***** Page excerpt *****

Suppose we have a random-number machine for use in a game of chance. The machine has an opaque covering, and contains some number of tokens which the machine somehow physically mixes. The tokens can be identified by serial number, and each is replaced before another is drawn. Is there a way to externally check the honesty of the system?
If we collect samples until we start seeing tokens appear multiple times, then repeat this number of samples for a number of different trials, we can make some statistical inferences. The relationship between the size of the population and the expected number of repetitions is discussed in my 1994 article [1], Estimating Population from Repetitions in Accumulated Random Samples (82K).

***** Data listing *****

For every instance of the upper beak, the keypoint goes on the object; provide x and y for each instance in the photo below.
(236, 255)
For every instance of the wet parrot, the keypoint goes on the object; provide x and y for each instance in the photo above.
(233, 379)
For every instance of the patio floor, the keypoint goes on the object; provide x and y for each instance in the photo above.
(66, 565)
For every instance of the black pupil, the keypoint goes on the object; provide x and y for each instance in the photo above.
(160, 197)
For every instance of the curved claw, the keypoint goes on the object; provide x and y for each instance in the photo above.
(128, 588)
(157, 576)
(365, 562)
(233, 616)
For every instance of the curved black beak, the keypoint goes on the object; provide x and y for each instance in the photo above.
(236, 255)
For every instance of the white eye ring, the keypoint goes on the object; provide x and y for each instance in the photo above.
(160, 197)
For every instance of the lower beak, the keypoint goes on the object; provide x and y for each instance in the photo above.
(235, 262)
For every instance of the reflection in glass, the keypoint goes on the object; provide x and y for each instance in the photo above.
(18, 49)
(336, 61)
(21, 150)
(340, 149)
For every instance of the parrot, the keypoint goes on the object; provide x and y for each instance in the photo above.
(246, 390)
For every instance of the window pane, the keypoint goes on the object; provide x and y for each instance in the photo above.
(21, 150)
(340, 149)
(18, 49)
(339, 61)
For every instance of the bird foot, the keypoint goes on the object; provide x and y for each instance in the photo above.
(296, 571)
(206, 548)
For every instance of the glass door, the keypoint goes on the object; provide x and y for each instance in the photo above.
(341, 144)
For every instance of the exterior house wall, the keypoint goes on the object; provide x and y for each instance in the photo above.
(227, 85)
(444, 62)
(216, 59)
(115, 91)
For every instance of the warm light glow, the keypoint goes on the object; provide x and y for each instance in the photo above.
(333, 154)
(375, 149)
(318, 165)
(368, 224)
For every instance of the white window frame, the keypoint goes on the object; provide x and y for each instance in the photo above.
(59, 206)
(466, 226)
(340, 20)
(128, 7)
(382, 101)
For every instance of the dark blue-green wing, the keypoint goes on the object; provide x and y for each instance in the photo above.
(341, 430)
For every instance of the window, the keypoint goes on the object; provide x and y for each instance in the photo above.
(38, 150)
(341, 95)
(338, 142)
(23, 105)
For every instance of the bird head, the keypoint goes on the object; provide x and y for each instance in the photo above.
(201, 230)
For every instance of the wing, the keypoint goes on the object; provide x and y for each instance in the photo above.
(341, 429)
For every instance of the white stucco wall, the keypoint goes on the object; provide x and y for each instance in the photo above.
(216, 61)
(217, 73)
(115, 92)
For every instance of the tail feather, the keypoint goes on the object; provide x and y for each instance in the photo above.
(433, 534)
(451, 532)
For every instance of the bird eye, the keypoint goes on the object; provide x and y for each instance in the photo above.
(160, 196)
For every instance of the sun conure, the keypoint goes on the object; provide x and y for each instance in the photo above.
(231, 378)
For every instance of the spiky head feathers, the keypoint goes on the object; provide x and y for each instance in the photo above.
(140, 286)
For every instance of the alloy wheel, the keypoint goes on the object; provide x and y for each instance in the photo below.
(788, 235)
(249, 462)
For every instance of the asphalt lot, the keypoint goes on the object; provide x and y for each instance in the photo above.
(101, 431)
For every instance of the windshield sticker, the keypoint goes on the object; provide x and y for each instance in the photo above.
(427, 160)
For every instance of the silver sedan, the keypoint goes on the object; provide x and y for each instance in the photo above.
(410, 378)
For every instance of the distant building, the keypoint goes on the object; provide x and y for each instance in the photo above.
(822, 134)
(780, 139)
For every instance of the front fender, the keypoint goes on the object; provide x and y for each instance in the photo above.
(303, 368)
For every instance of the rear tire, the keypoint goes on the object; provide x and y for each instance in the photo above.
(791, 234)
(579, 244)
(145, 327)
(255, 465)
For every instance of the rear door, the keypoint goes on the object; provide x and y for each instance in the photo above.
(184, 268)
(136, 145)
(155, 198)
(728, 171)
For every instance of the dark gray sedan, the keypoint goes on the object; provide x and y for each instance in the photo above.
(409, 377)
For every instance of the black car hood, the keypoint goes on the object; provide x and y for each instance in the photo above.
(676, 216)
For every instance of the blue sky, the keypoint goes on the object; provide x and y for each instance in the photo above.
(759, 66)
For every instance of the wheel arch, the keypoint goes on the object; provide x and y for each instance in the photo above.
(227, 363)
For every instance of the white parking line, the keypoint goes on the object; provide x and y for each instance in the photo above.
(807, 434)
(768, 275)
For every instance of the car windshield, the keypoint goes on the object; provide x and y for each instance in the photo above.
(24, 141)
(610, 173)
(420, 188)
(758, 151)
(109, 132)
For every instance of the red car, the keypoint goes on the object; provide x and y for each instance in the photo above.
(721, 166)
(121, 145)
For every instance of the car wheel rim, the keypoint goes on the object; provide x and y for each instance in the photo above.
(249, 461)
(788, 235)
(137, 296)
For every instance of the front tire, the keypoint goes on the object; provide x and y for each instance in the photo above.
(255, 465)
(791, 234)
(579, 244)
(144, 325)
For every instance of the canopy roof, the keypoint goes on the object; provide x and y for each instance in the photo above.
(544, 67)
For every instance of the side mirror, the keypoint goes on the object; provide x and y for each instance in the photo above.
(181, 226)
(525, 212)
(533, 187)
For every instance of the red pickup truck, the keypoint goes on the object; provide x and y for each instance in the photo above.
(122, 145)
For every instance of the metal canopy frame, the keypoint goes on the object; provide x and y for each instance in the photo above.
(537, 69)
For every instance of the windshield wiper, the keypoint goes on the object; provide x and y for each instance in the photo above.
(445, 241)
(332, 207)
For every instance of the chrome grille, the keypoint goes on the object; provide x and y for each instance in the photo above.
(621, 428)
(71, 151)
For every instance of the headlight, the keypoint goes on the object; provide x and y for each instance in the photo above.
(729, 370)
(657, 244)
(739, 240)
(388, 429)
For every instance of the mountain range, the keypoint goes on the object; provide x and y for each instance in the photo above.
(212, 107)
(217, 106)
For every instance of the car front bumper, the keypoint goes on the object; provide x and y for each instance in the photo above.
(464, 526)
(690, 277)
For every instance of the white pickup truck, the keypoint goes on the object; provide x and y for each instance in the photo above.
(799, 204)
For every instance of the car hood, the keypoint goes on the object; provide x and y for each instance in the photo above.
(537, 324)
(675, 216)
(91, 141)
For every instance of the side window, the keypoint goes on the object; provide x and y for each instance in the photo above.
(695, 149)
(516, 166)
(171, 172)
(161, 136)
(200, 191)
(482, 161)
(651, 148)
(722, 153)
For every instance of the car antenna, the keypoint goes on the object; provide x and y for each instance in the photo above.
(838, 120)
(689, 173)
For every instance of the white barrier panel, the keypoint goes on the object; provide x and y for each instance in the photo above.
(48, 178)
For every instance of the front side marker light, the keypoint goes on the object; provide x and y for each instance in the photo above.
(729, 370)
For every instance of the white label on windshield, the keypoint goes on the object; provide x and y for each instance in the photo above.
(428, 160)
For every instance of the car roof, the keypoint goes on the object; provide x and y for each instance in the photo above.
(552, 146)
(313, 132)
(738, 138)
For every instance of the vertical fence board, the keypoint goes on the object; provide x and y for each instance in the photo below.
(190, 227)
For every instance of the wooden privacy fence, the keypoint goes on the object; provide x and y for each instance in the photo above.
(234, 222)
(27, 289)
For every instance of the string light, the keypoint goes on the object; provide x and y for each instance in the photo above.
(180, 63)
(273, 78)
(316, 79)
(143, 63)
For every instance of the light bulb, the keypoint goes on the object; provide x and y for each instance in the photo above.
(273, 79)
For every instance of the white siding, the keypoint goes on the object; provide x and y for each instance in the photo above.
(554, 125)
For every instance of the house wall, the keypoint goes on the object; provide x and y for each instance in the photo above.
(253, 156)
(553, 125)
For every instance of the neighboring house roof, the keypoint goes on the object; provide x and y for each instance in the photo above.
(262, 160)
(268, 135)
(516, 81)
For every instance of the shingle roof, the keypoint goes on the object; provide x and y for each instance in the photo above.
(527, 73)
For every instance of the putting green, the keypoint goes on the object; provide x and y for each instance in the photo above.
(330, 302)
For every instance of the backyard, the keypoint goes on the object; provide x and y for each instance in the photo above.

*****

▶ **To-do list**:
(a) In the passage on checking a random-number machine, what is the title of the 1994 article it cites?
(b) Copy out the passage on checking a random-number machine word for word, starting at "Suppose we have" and ending after "Random Samples (82K).".
(c) Write what comes next in the passage on checking a random-number machine, picking up after its last sentence.

▶ **Answers below**:
(a) Estimating Population from Repetitions in Accumulated Random Samples

(b)
Suppose we have a random-number machine for use in a game of chance. The machine has an opaque covering, and contains some number of tokens which the machine somehow physically mixes. The tokens can be identified by serial number, and each is replaced before another is drawn. Is there a way to externally check the honesty of the system?
If we collect samples until we start seeing tokens appear multiple times, then repeat this number of samples for a number of different trials, we can make some statistical inferences. The relationship between the size of the population and the expected number of repetitions is discussed in my 1994 article [1], Estimating Population from Repetitions in Accumulated Random Samples (82K).

(c)
If we get some token twice (in a single trial), we have a "double" or a "2-rep," and if some token occurs three times, we have a "triple" or a "3-rep." It turns out that one 3-rep has the same probability of occurring as three 2-reps. We can convert each "n-rep" to a count of C(n,2) [that is, the number of combinations of n things taken 2 at a time] 2-reps. When all "n-reps" have been converted to 2-reps and summed, we get a value for augmented 2-reps which is easily related to population, assuming that all tokens have an equal probability. If some tokens appear more frequently than expected (on average), we will get more augmented repetitions, and predict a smaller than expected value for the "effective" population.
The first worksheet is used to enter the assumed population, which is used to compute a reasonable sample size. The computed sample size should produce 4 augmented 2-reps, on average, provided each element has an equal probability. Any significant number of non-equal probabilities will raise the average number of augmented doubles found (over a number of experiments).
The first worksheet is also used to enter the actual sample size, which is used to compute the theoretically-expected count for each repetition level. The predicted counts are displayed on the second worksheet as benchmarks to which we can compare the counts found by experiment. This comparison will highlight problems in the distribution of n-reps.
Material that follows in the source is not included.